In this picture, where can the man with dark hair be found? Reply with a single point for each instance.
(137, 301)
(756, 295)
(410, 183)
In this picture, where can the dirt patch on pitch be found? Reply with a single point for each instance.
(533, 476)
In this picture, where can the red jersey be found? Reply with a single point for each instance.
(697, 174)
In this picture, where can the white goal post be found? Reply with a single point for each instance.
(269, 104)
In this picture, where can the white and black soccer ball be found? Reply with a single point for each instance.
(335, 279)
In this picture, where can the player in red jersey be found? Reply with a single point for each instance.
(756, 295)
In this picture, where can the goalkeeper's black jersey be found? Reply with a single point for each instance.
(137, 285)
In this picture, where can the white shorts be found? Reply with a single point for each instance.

====

_PROBLEM TO SOLVE_
Copy each of the records above so that nothing differs from the original.

_REPLY TO THE TASK_
In this picture, where can the man with dark hair be found? Reply with a single point for each instance.
(137, 301)
(756, 295)
(410, 183)
In this picture, where can the dirt patch on pitch be found? Reply with a single point for each instance.
(533, 476)
In this picture, where can the red jersey be found? Reply with a single point for each instance.
(697, 174)
In this picture, where can the white goal post be found? Reply with a single point for each instance.
(269, 104)
In this picture, where can the white and black soccer ball be found? Reply with a single point for each instance.
(335, 279)
In this picture, where can the player in red jersey be found? Reply with a single point for each instance.
(756, 295)
In this picture, where can the goalkeeper's black jersey be found? Reply with a single point for each instance.
(137, 285)
In this picture, where can the white shorts be found? Reply with a single point for each instance.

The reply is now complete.